### [Task material]
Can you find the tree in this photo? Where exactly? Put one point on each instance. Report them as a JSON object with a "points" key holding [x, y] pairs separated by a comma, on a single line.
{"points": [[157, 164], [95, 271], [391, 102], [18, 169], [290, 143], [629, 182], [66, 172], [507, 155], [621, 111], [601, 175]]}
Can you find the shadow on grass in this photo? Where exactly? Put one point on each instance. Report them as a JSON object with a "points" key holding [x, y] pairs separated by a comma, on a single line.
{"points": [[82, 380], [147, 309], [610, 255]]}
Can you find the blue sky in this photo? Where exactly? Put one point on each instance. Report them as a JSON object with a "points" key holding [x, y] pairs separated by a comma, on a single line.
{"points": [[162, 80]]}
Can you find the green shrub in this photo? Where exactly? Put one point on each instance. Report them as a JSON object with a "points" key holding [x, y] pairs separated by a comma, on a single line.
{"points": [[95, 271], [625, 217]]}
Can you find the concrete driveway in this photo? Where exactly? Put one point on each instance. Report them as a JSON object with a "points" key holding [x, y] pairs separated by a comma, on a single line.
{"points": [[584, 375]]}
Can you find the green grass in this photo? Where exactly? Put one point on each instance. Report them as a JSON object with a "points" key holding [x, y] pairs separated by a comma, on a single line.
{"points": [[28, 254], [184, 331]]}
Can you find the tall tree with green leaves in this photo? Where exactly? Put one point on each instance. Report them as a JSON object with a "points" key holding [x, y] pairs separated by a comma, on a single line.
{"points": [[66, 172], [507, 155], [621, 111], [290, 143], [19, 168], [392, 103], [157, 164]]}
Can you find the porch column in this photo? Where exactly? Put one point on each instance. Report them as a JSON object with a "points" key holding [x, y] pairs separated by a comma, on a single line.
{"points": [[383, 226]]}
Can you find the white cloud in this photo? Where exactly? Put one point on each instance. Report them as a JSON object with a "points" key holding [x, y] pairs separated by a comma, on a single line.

### [What is required]
Can you rewrite the records starting with the line containing "Can you find the tall" and going on through the end of the records, requests included, with every coordinate in the answers offset by -96?

### [Written solution]
Can you find the tall tree with green leaves in this photo? Where exactly? Put one point on each instance. Report them as a JSON object with a "points" key holding [x, y] pairs separated by a comma, on a single line.
{"points": [[-30, 76], [411, 59], [525, 15], [194, 47], [-77, 72], [296, 7], [61, 68]]}
Can you find the porch column in this photo? Where exactly? Put one point on each instance. Report them as a JSON object with a "points" key holding [x, y] pairs separated by a comma, on a single line.
{"points": [[287, 130]]}
Can you find the white cloud in this photo? Where exactly? Put one point on each instance. Report them as a JSON object with a "points" key holding [x, y] pairs separated by a comma, on a single line.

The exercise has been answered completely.